Record extracts:
-----
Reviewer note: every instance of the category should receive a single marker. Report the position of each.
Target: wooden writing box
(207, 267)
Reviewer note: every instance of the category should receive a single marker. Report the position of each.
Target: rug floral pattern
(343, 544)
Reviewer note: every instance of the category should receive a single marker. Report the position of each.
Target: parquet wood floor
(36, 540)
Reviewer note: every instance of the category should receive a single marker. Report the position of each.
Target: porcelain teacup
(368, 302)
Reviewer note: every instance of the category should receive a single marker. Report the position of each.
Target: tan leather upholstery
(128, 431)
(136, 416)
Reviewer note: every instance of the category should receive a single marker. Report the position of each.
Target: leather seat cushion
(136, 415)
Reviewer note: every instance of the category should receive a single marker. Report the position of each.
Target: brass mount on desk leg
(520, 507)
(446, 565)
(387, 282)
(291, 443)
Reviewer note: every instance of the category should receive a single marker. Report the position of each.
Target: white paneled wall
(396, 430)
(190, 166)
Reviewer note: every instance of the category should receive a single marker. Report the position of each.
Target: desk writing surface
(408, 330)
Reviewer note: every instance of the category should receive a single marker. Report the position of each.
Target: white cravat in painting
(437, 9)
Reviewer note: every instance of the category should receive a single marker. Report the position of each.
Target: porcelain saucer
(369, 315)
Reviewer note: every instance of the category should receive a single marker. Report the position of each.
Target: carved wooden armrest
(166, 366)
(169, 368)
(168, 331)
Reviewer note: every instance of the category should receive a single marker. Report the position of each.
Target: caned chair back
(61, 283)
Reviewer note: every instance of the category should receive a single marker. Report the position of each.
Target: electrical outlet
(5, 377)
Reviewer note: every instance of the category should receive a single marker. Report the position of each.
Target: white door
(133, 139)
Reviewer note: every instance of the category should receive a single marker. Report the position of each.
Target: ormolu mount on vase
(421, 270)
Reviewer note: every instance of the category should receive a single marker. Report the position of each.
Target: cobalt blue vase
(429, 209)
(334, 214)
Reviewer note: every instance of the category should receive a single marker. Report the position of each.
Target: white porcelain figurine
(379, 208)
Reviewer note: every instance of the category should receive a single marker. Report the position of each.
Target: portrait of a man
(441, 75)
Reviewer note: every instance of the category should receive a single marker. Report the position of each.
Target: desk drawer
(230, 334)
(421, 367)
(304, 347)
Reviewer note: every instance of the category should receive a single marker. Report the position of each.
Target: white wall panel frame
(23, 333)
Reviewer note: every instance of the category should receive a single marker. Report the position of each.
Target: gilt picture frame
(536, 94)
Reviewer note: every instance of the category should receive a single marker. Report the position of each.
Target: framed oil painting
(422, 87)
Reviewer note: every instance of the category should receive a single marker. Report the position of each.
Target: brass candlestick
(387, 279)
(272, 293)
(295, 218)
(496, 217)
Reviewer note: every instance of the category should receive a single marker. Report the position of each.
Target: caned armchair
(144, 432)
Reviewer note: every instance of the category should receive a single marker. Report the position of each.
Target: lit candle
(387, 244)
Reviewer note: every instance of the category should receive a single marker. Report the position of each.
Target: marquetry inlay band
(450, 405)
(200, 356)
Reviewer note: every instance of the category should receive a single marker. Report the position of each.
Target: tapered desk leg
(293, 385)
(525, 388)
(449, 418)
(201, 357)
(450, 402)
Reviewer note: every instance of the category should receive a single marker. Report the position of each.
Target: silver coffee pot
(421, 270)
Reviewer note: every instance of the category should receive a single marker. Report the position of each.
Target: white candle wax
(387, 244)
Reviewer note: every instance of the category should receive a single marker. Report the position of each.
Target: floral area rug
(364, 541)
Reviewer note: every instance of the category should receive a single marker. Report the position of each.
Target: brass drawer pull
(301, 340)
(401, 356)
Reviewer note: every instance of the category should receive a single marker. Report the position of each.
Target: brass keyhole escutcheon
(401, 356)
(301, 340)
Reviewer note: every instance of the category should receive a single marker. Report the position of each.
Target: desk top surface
-----
To be done: Locate every line in the entries above that contains the word "wall", and copy each such line in full.

In response:
Target: white paneled wall
Target: white wall panel frame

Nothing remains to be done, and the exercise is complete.